EXTRAIT À LIRE —
* * * * *

De nationalité belgo-guatémaltèque, César Diaz a d’abord suivi des études au Mexique puis en Belgique avant d’intégrer l’atelier scénario de la FEMIS à Paris. Après plusieurs expériences de monteur de fictions et de documentaires, César Diaz réalise Nuestras Madres, qui est récompensé de la Caméra d’Or (meilleur premier film toutes compétitions confondues) à Cannes en 2019. Initialement programmé en salle au mois d’avril, le film est directement sorti en VOD.
Nuestras Madres, courte fiction d’une heure et dix huit minutes qui porte tous les traits d’un documentaire, est un film épuré, fin et sans sentimentalisme dans sa manière d’aborder un passé toujours palpable dans la société qu’il stigmate. Ce passé lourd empêche la nouvelle génération à s’extraire de cette marque indélébile qu’est le drame de la guerre civile au Guatemala de 1960 à 1996. Au bar ou à la maison, les bouteilles d’alcool s’agglutinent sur les tables. Un collègue d’Ernesto lâche : "Dans ce pays de merde, tu vis soit fou, soit bourré."
Pour remédier à ce désastre et surtout à trouver une troisième voie alternative à celle de l’alcoolisme ou de la folie, Ernesto se lance dans une quête de réhabilitation des identités des disparus. Afin d’être en pleine capacité de faire le deuil de ces années trop lourdes à porter pour les jeunes générations comme pour celles survivantes aux massacres, l’anthropologue à la Fondation médico-légale se lance dans des actions de déterrages des fosses, d’identification des corps afin de les restituer aux familles qui demandent des indemnités compensatoires de l’Etat.

* * * * *

DONNÉES ÉTUDIÉES —

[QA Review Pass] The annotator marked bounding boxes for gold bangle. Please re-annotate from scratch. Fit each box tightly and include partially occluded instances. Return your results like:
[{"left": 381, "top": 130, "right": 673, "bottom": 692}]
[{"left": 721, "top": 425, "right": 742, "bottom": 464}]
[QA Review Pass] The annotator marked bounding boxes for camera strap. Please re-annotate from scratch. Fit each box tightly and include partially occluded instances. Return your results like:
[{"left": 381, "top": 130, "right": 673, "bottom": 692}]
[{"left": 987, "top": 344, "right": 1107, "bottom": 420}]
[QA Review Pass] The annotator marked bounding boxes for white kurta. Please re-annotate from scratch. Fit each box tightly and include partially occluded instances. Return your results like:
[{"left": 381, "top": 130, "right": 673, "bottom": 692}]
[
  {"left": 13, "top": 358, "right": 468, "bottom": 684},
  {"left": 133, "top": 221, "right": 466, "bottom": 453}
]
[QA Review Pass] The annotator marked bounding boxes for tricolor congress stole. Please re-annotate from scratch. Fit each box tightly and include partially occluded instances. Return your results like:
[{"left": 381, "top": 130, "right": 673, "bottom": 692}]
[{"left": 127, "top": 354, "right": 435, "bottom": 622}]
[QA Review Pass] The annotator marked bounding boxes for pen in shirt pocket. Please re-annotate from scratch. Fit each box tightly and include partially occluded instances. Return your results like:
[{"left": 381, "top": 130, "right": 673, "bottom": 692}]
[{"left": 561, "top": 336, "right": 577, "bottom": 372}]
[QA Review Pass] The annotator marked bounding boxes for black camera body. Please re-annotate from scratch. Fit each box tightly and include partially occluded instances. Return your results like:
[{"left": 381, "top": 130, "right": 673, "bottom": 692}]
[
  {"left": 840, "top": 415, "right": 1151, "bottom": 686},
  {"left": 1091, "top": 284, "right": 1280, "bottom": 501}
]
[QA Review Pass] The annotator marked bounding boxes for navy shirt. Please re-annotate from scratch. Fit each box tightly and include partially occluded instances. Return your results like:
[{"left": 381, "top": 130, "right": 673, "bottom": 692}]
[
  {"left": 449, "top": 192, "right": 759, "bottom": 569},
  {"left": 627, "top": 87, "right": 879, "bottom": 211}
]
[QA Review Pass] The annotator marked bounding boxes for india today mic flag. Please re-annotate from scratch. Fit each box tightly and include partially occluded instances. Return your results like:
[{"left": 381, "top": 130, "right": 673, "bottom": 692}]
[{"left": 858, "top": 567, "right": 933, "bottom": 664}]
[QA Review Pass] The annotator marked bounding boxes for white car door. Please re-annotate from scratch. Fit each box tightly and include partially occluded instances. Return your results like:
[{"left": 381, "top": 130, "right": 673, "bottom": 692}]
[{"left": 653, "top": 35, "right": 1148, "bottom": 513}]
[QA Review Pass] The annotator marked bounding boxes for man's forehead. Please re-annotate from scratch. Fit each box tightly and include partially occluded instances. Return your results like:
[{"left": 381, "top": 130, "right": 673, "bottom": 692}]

* * * * *

CONSIGNE À SUIVRE —
Rédigez la suite de la critique du film Nuestras Madres en reprenant après sa dernière phrase. Les entrées ne jouent ici aucun rôle.

ESPACE DE RÉPONSE —
Sans affronter de manière brutale la haine et la violence des victimes directes et collatérales de cette guerre, le réalisateur montre des visages fanées de mères de famille qui ne baissent pas les yeux face à l’objectif. Ces dernières content leurs histoires à travers des souvenirs instables. Pourtant, il est difficile de déterminer sur ces visages impassibles mais érodés par l’usure et la fatigue, quelles sont véritablement leurs intentions entre la vengeance, la réhabilitation de leurs défunts et leur souhait d’obtenir des compensations étatiques parfois par de simples mensonges. Plutôt que d’emprunter le chemin tortueux de la vérification de la véracité des propos des familles des victimes et leurs véritables intentions, le réalisateur tente plutôt de concilier la grande histoire nationale à la petite, celle d’Ernesto qui se lance en même temps à la recherche des traces de son père, guérillero disparu aux combats.
Si la caméra ne tressaute pas, si les plans sont dignes et posés, le film pêche pourtant par son excès de sagesse et son côté prévisionnel. Malheureusement, jamais il n'embrasse la phrase qu'il fait sienne : "Dans ce pays de merde, tu vis soit fou, soit bourré."